*** Text ***

Tulsa musicians unite for Feathers benefit Sunday at Curly's

 

Leo Feathers is best known for his work with Leon Russell.

MICHAEL WYKE / Tulsa World


It's an all-star lineup of musicians -- some of whom haven't been heard from in a good long time -- scheduled to play at Curly's@the East End this Sunday. And they're gathered together to honor and aid another all-star and one of their own, Tulsa guitarist Leo Feathers, who is gravely ill.

"We're just trying to help make things comfortable for him, to help with his care," says vocalist- harmonica player Jimmy Markham, the event's organizer. "I'm calling it a tribute benefit, and the tribute part has to do with the fact that he's one of the icons of Tulsa music, a great electric and acoustic guitar player, a Nashville studio player, a man who's play with major acts from Leon Russell to Jerry Lee Lewis, and a recipient of the Cherokee Medal of Honor."

Feathers and Markham have been playing as a duo Sundays at Pickle's Pub. But that's only the latest in a long line of collaborations for the two that stretches back to the early days of rock 'n' roll.

"We go back to 1958 and a band called the Starlighters," Markham noted. "It was Leo and me, Leon Russell, Chuck Blackwell, Johnny Williams and Jack Dunham. We played the rock 'n' roll and R&B of the day, and we played all around Tulsa. Later on, when I was in Nashville and Leo was in Nashville, we played some together down there; then he left and moved back home to Mounds. When I moved back here in April, we started playing once again as a duo. He told me he's going to play as long as he can."

A look at the roster of performers will tell you that Leo Feathers has made a lot of friends in the Tulsa musical community over the years. And some of those friendships also involve stars like former Tulsan Ronnie Dunn of the hugely successful country act Brooks & Dunn. He and others have donated items for an auction, to be held during the event.

"We'll have both a live and a silent auction, with merchandise from Brooks & Dunn, Reba, Dwight Yoakam and Waylon -- and there's more coming in every day," said Markham. "Garth Hudson and Levon Helm (of the Band) have just donated a signed guitar."

*** Given records ***

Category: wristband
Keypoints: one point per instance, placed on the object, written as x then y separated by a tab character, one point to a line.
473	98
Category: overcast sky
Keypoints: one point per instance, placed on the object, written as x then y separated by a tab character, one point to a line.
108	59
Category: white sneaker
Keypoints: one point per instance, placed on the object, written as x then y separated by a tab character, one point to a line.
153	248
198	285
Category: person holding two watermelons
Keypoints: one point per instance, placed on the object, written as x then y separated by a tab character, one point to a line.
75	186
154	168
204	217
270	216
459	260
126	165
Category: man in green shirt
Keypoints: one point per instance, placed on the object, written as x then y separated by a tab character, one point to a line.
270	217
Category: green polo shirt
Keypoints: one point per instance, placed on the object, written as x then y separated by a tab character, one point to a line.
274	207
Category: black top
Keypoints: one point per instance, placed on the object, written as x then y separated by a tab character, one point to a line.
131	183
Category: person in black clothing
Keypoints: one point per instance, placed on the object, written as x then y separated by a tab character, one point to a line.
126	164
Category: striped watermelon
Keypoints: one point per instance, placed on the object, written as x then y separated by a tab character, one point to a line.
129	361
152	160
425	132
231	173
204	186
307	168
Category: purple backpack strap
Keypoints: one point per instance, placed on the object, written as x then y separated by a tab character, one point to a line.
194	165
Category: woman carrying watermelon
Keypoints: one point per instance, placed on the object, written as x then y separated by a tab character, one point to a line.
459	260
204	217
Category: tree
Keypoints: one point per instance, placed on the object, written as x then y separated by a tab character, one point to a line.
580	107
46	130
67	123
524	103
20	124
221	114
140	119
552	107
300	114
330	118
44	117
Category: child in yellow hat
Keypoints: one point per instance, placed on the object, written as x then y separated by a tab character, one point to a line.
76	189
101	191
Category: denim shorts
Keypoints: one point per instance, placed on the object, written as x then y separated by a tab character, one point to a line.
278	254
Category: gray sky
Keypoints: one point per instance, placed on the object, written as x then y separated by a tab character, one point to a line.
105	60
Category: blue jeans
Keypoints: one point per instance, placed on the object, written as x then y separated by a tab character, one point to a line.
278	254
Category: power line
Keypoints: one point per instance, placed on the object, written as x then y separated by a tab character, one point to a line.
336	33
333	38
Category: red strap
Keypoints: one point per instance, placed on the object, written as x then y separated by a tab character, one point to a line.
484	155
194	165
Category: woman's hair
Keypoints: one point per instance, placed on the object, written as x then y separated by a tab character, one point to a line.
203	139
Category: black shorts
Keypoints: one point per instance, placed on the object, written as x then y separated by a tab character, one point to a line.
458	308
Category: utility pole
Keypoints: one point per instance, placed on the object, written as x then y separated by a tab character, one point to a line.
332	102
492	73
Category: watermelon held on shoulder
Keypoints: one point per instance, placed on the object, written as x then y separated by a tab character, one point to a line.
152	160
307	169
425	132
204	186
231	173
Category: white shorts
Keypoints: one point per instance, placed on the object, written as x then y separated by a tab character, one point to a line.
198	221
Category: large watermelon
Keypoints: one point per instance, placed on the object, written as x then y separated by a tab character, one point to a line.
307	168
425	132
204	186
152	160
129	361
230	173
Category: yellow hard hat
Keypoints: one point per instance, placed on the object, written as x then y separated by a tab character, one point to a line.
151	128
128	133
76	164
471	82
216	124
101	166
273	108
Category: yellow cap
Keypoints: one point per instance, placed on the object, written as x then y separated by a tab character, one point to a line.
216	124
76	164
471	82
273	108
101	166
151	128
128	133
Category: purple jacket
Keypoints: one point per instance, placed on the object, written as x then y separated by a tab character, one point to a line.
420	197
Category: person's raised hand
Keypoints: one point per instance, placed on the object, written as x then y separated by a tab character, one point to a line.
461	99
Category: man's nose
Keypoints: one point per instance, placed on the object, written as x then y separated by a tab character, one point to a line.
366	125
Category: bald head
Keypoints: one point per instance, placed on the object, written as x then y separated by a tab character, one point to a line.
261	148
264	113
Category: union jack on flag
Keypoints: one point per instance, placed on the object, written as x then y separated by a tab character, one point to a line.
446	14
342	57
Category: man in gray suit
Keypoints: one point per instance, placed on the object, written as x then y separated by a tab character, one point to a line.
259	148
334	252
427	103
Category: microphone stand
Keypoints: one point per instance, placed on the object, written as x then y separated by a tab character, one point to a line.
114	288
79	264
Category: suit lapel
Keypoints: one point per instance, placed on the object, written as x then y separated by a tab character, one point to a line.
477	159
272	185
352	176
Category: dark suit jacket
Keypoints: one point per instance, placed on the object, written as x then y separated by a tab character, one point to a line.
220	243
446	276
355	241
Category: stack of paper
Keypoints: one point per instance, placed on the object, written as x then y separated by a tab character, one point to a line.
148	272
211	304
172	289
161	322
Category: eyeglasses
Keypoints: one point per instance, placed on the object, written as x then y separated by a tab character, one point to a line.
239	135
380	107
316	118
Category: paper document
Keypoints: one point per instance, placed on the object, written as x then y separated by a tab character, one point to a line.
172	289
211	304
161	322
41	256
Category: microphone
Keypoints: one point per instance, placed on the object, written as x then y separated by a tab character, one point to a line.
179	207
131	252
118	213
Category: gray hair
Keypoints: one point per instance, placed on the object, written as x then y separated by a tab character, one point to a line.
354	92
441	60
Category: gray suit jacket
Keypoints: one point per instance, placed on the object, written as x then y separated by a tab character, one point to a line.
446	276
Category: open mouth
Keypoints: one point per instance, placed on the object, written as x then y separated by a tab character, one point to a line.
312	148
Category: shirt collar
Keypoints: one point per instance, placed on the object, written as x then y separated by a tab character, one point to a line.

***

## Questions to answer
[1] From the article on the Leo Feathers benefit, reproduce the passage starting at "It's an all-star" and ending at "is gravely ill.".
[2] Pick up the article on the Leo Feathers benefit concert after its final sentence and keep writing it.

## Responses to the exercise
[1]
It's an all-star lineup of musicians -- some of whom haven't been heard from in a good long time -- scheduled to play at Curly's@the East End this Sunday. And they're gathered together to honor and aid another all-star and one of their own, Tulsa guitarist Leo Feathers, who is gravely ill.

[2]
Even longtime fans of Tulsa music may be surprised at some of the acts scheduled to appear. Mickey Crocker, for instance, was a Tulsa music heavyweight back in the '70s, but hasn't played much around here in years.

"That's because he's been living up in Kansas," said Markham. "But he's come down and sat in with Leo and me a couple of Sunday nights."

Then there are guys like piano player Eddie Spraker and vocalist Bobby Taylor, players in the early '60s Tulsa music scene who haven't been on stage for a long time.

"Bobby goes 'way back to that David Gates era; he had his own vocal thing going then," Markham explained. "Eddie goes back to those early days with us, too. He was the piano player in the first band I had, the Swinging Shadows, in 1957. He got out of music and into banking." Markham laughed. "He was one of the smart ones."

A Leo Feathers Benefit Fund has been established at the Tulsa Teachers' Credit Union, P.O. Box 4999, 3720 E. 31st St., Tulsa, Okla. 74159-0999. Account number for contributions is 107464. More information can be found on the website www.tulsamusic.com

Event: Leo Feathers Tribute Benefit, featuring Brad Absher, Larry Bell, Chuck Blackwell, Debbie Campbell, Earl Cate, Tommy Crook, Gene Crose, Bill Davis, Jack Dunham, Scott Ellison, Rocky Frisco, Jim Karstein, Jimmy Markham, Mezclave (Tul- Salsa), Don Price, Steve Pryor, Bill Raffensperger, The Red Dirt Rangers, Walt Richmond, John Rigney, Leon Rollerson, Bill Snow, Eddie Spraker, Jim Sweney, Tiffany Tanner, Bobby Taylor, David Teegarden, Flash Terry, Roger Tillison, Tom Tripplehorn, Jim Turley, Don White, Steve White, Larry York, The Zigs and more.